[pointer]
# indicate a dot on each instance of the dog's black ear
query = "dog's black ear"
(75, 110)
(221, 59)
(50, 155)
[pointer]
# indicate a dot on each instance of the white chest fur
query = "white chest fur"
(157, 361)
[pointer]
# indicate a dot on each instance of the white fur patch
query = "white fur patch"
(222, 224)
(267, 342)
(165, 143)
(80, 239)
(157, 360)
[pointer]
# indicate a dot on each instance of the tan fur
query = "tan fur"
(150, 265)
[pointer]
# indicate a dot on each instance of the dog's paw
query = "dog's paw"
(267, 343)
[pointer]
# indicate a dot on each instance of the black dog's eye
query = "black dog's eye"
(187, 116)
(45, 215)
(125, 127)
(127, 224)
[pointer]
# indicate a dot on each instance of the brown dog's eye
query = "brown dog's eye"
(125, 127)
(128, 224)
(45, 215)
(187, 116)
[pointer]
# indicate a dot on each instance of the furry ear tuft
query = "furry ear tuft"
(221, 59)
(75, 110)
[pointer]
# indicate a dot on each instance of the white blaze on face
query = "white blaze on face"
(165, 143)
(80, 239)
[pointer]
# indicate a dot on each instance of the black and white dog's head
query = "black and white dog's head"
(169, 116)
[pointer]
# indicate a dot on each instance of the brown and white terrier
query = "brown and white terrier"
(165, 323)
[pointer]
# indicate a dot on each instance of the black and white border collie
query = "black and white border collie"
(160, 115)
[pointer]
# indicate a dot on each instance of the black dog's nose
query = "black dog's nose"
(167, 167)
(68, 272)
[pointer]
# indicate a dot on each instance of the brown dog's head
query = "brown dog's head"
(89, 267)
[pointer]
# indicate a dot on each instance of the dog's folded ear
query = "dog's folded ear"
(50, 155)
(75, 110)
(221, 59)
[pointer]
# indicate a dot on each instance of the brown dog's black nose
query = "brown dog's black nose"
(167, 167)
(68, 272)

EXERCISE PROMPT: Here the goal is to repeat each entry exactly.

REPLY TO THE TASK:
[pointer]
# indicate a dot on each instance of the dog's black ear
query = "dog's black ear"
(75, 110)
(221, 59)
(50, 155)
[pointer]
# indicate a dot on each instance of the white chest fur
query = "white chest fur"
(157, 361)
[pointer]
# indicate a dot on each instance of the white fur patch
query = "white fur patch"
(222, 224)
(267, 342)
(165, 143)
(80, 239)
(157, 360)
[pointer]
# indicate a dot on each instance of the tan fur
query = "tan fur"
(150, 265)
[pointer]
# indicate a dot on each instance of the dog's paw
query = "dog's paw"
(267, 343)
[pointer]
# indicate a dot on each instance of the black dog's eye
query = "black dog's eye"
(187, 116)
(45, 215)
(125, 127)
(127, 224)
[pointer]
# indicate a dot on each instance of the brown dog's eye
query = "brown dog's eye"
(125, 127)
(128, 224)
(45, 215)
(187, 116)
[pointer]
# indicate a dot on each instance of the furry ear tuft
query = "furry ear tuft"
(221, 59)
(75, 110)
[pointer]
# indicate a dot on each instance of the white blaze on face
query = "white blaze on face"
(165, 143)
(80, 239)
[pointer]
# indicate a dot on each instance of the black and white dog's head
query = "black and white dog's head"
(169, 116)
[pointer]
# indicate a dot on each instance of the brown and white terrier
query = "brown and white terrier"
(165, 323)
[pointer]
# indicate a dot on each instance of the black and white border collie
query = "black and white border collie"
(160, 115)
[pointer]
# indicate a dot on each instance of the black dog's nose
query = "black dog's nose"
(167, 167)
(68, 272)
[pointer]
# indicate a dot on each instance of the brown dog's head
query = "brown dog's head"
(89, 267)
[pointer]
# indicate a dot on each instance of the dog's folded ear
query = "dog's folded ear"
(50, 155)
(75, 110)
(221, 59)
[pointer]
# indicate a dot on each instance of the brown dog's black nose
query = "brown dog's black nose"
(167, 167)
(68, 272)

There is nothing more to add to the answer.